ENTRIES SHOWN:
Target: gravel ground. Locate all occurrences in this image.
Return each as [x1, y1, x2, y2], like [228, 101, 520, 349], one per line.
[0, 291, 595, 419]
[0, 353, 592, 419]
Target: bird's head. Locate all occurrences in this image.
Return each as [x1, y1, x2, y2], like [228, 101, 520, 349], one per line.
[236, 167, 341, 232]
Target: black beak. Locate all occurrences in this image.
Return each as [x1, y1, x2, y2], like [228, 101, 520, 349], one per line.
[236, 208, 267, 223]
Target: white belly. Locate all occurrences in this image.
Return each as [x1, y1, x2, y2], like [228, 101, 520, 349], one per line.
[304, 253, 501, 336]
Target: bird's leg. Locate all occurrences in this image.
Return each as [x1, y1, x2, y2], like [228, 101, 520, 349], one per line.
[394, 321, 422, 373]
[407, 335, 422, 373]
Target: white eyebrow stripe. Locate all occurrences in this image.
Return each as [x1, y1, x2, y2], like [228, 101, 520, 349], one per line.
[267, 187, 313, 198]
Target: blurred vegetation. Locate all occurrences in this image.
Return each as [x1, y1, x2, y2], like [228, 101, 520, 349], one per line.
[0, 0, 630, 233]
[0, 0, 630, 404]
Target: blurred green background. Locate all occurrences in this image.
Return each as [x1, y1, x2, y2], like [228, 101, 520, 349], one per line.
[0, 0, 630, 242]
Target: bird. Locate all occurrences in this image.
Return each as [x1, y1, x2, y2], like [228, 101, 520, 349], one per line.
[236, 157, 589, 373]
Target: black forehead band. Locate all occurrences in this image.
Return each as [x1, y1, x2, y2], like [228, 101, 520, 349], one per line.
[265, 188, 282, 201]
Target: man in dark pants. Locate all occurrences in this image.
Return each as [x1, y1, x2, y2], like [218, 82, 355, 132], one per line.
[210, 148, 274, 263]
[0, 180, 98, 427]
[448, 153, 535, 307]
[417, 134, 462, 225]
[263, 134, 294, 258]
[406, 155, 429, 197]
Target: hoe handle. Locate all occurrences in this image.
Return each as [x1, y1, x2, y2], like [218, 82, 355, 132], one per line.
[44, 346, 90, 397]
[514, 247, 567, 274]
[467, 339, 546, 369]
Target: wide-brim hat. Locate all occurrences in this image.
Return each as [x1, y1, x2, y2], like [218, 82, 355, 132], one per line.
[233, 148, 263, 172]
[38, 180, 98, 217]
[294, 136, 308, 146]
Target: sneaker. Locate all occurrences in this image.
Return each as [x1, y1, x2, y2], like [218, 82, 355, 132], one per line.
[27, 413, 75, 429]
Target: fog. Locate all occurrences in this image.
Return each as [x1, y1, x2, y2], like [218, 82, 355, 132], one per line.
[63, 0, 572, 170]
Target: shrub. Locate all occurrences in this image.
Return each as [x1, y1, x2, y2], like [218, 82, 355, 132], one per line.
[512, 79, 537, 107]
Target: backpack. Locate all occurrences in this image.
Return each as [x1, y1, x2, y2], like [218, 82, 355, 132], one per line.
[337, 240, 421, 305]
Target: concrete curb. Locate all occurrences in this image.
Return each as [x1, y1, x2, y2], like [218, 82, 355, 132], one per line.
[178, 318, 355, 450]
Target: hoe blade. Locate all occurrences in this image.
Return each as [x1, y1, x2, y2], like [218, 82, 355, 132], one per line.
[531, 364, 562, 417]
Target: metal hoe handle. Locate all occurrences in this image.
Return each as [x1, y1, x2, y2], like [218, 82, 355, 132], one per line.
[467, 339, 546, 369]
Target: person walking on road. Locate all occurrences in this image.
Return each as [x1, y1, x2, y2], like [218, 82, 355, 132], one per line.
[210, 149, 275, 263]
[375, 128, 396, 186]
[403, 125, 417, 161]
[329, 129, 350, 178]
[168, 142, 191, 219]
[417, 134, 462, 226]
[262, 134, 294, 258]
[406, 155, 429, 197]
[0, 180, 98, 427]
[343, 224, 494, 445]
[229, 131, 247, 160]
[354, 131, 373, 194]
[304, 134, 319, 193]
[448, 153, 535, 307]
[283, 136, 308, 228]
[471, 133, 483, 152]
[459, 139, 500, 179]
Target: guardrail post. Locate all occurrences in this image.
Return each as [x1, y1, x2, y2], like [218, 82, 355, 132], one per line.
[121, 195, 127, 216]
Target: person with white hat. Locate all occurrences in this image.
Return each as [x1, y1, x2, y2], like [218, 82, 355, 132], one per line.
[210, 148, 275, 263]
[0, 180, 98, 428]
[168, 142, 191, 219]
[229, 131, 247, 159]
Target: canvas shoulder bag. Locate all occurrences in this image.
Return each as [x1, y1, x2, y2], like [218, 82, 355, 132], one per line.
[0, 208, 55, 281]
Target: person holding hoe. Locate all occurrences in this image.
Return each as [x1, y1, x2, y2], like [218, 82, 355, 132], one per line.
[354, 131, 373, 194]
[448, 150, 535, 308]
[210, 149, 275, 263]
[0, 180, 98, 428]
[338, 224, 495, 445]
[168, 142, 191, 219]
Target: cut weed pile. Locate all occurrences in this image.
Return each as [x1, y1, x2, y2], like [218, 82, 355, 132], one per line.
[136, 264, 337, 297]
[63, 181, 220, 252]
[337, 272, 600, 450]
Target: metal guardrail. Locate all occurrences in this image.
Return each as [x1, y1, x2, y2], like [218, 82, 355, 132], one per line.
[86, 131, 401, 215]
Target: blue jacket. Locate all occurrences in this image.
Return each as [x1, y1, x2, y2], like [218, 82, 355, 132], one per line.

WHAT IS ASKED:
Rewrite the listing above as a numbered list, one line per item, and drop any blank lines.

TASK RESULT:
1. Target: gravel ground. Locate all occurrences in this image.
2. Return each as [x1, y1, x2, y2], like [228, 101, 520, 349], one per line.
3. [0, 291, 595, 419]
4. [0, 353, 592, 419]
5. Target: bird's head. Locate all occurrences in this image.
6. Return each as [x1, y1, x2, y2], like [228, 101, 520, 349], one per line.
7. [236, 167, 341, 232]
8. Target: black beak. Locate all occurrences in this image.
9. Return each as [x1, y1, x2, y2], like [228, 101, 520, 349], one per line.
10. [236, 208, 267, 223]
11. Target: white belly. Locate all occurrences in this image.
12. Return each as [x1, y1, x2, y2], like [228, 101, 520, 349], one per line.
13. [304, 253, 501, 336]
14. Target: bird's leg. Locate all occurrences in this image.
15. Return each as [x1, y1, x2, y2], like [228, 101, 520, 349], one per line.
16. [394, 321, 422, 373]
17. [407, 335, 422, 373]
18. Target: white eyebrow stripe. Locate all occurrences in this image.
19. Return each as [x1, y1, x2, y2], like [228, 101, 520, 349], one per line.
20. [267, 187, 313, 198]
21. Target: blurred vegetation. Locate all occurrences in this image.
22. Return each as [x1, y1, x2, y2], like [228, 101, 520, 349], one per line.
23. [0, 0, 630, 233]
24. [0, 0, 630, 404]
25. Target: blurred green background. Locate all occurrences in this image.
26. Return each as [x1, y1, x2, y2], like [228, 101, 520, 349], one per line.
27. [0, 0, 630, 242]
28. Target: bird. Locate all occurrences in this image.
29. Return each as [x1, y1, x2, y2], like [228, 101, 520, 349], one per line.
30. [236, 157, 589, 373]
31. Target: black forehead band. Locate all occurrences in this image.
32. Return each as [x1, y1, x2, y2], like [228, 101, 520, 349], one per line.
33. [265, 188, 282, 201]
34. Target: man in dark pants. Locate all occurrences in this image.
35. Return each as [x1, y1, x2, y2], like [218, 82, 355, 132], one per line.
36. [210, 148, 274, 263]
37. [0, 180, 98, 427]
38. [448, 153, 535, 307]
39. [417, 134, 462, 225]
40. [263, 134, 294, 258]
41. [406, 155, 429, 197]
42. Target: hoe handle. Locate all occurrences in this image.
43. Return each as [x1, y1, x2, y2], like [218, 82, 355, 132], one per line.
44. [44, 346, 90, 397]
45. [514, 247, 567, 274]
46. [467, 339, 546, 369]
47. Target: wide-brim hat. Locate all occurrences in this image.
48. Return each as [x1, y1, x2, y2], like [218, 82, 355, 132], one per line.
49. [233, 148, 263, 172]
50. [38, 180, 98, 217]
51. [294, 136, 308, 146]
52. Target: sneaker. Locate all occurrences in this image.
53. Return each as [x1, y1, x2, y2], like [218, 82, 355, 132], one per line.
54. [27, 413, 75, 429]
55. Target: fog. Locate all occurrences in this image.
56. Return each as [x1, y1, x2, y2], like [218, 82, 355, 132], one per line.
57. [63, 0, 572, 170]
58. Target: shrub. Locate all occurrences in this image.
59. Return each as [x1, y1, x2, y2], like [218, 82, 355, 132], one per line.
60. [512, 79, 537, 107]
61. Target: backpack. Locate all occurrences in this image.
62. Return each as [x1, y1, x2, y2], like [218, 82, 355, 132], one per line.
63. [337, 240, 421, 305]
64. Target: concrete curb. Locate all occurrences in this image.
65. Return each as [x1, y1, x2, y2], like [218, 82, 355, 132], one per line.
66. [178, 318, 355, 450]
67. Target: hoe blade. Locate all occurrences in this image.
68. Return each as [x1, y1, x2, y2], like [218, 82, 355, 132], one per line.
69. [531, 364, 562, 417]
70. Target: metal hoe handle. Locate all occurrences in this image.
71. Return each as [x1, y1, x2, y2], like [218, 82, 355, 132], one per line.
72. [467, 339, 546, 369]
73. Target: person walking on road. Locate all occurrences in this image.
74. Return each as [x1, y1, x2, y2], like [218, 82, 355, 132], one per line.
75. [210, 149, 275, 263]
76. [375, 128, 396, 186]
77. [403, 125, 417, 161]
78. [329, 129, 350, 178]
79. [168, 142, 191, 219]
80. [417, 134, 462, 226]
81. [262, 134, 294, 258]
82. [406, 155, 429, 197]
83. [0, 180, 98, 427]
84. [343, 224, 494, 445]
85. [229, 131, 247, 160]
86. [354, 131, 373, 194]
87. [304, 134, 319, 193]
88. [448, 153, 535, 307]
89. [283, 136, 308, 228]
90. [471, 133, 483, 152]
91. [459, 139, 500, 179]
92. Target: guardrail post. Locate all occurrences in this image.
93. Return each as [x1, y1, x2, y2], like [218, 82, 355, 132], one per line.
94. [121, 195, 127, 216]
95. Target: person with white hat. Locate all occurrences in this image.
96. Return each as [x1, y1, x2, y2], like [218, 82, 355, 132], one per line.
97. [210, 148, 275, 263]
98. [0, 180, 98, 428]
99. [168, 142, 191, 219]
100. [229, 131, 247, 159]
101. Target: canvas shoulder bag. Locate all occurrences in this image.
102. Return each as [x1, y1, x2, y2], like [218, 82, 355, 132], one per line.
103. [0, 208, 55, 281]
104. Target: person holding hoe. Locate all occurrences in this image.
105. Return each as [x1, y1, x2, y2], like [218, 82, 355, 132], one per line.
106. [354, 131, 373, 194]
107. [448, 150, 535, 308]
108. [210, 149, 275, 263]
109. [0, 180, 98, 428]
110. [338, 224, 495, 445]
111. [168, 142, 191, 219]
112. Target: cut weed pile. Locate all occurrences in this image.
113. Return each as [x1, y1, x2, y2], like [218, 82, 355, 132], one per line.
114. [136, 264, 337, 297]
115. [63, 181, 220, 252]
116. [337, 272, 600, 450]
117. Target: metal guardrail. Locate all occurrences in this image.
118. Return each as [x1, y1, x2, y2], like [218, 82, 355, 132], one per line.
119. [86, 131, 401, 215]
120. Target: blue jacket. Locate all occurrences in this image.
121. Return each as [x1, y1, x2, y2], like [218, 82, 355, 132], one per line.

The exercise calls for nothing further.